%%
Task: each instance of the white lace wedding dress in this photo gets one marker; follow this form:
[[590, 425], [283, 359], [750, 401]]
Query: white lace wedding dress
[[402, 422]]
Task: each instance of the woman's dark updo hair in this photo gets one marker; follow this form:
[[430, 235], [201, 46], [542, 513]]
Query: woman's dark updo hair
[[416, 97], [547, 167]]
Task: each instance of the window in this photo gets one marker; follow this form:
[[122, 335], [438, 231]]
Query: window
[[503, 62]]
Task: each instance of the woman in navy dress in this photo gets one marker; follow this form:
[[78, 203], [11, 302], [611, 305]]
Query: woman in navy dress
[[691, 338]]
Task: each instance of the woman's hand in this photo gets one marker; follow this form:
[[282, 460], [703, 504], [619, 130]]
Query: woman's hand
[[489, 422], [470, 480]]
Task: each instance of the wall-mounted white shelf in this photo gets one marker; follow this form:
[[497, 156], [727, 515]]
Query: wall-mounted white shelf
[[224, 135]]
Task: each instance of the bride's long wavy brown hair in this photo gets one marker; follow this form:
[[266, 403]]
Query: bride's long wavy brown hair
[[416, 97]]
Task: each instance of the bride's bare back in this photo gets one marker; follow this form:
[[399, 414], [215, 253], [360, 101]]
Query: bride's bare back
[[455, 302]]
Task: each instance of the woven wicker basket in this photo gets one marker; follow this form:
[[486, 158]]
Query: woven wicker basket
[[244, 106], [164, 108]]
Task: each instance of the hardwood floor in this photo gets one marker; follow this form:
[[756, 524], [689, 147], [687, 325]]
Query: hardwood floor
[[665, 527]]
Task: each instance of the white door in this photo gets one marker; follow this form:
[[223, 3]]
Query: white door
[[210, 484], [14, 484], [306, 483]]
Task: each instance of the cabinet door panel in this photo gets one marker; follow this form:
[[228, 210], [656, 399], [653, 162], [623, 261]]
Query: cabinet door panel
%%
# Exercise brief
Your task is to reproduce the entire listing exactly as it appears.

# Your solution
Task: each instance of the white lace wedding dress in this photo gets one marker; follow this form:
[[590, 425], [283, 359], [750, 401]]
Query: white lace wedding dress
[[402, 422]]
Task: each instance of the woman's dark updo hair in this photo gets one marker; follow this form:
[[430, 235], [201, 46], [542, 513]]
Query: woman's dark updo hair
[[416, 97], [547, 167]]
Task: each instance of the window in this photo gets one marker; follow this form:
[[122, 335], [438, 231]]
Query: window
[[503, 62]]
Task: each instance of the woman in navy dress in this photo gets one marker; follow this form:
[[78, 203], [11, 302], [611, 305]]
Query: woman in navy dress
[[691, 338]]
Task: each instance of the woman's hand in this photo gets one marker; follow this form:
[[282, 460], [703, 504], [619, 130]]
Query: woman's hand
[[489, 422], [470, 480]]
Task: each instance of the wall-mounted white shelf in this photo gets one marker; follow this form:
[[497, 156], [727, 515]]
Query: wall-mounted white shelf
[[224, 135]]
Task: each instance of the bride's long wavy brown hair in this photo gets one marker; follow this form:
[[266, 403]]
Query: bride's long wavy brown hair
[[416, 97]]
Task: each instance of the bride's bare back in this photo gets one marker; follow this form:
[[399, 414], [215, 253], [360, 101]]
Query: bride's bare back
[[455, 302]]
Task: each instance of the woven wicker basket in this photo gets one marker; follow this form:
[[486, 158]]
Query: woven wicker basket
[[244, 106], [164, 108]]
Task: each instance of the hardwood floor in this photo gets one marker; follow this form:
[[756, 524], [689, 147], [687, 325]]
Query: hardwood floor
[[665, 527]]
Task: each instance of the white door in this photo gets one marker; follow this form:
[[223, 3]]
Query: white door
[[210, 484], [14, 484], [306, 483]]
Task: each instance of the cabinet door panel in this photo gets one marker; follow this form:
[[228, 210], [656, 399], [653, 162], [623, 261]]
Query: cabinet door panel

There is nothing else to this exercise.